Repeat all the records exactly, omitting pictures.

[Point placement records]
%%

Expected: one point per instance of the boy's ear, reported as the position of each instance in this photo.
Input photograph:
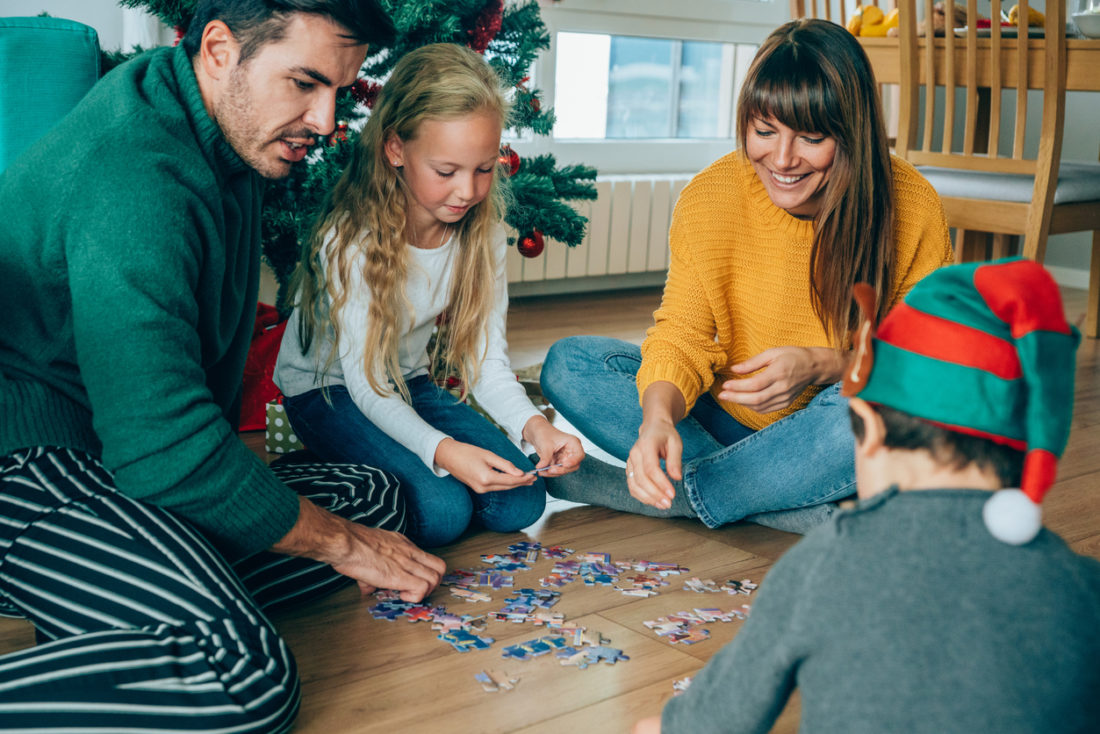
(218, 50)
(395, 151)
(875, 429)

%%

◆ **Problem solution**:
Expected: one point per instance of the boy's ear, reported as the position of each instance in this photo.
Input photograph:
(218, 50)
(395, 151)
(875, 429)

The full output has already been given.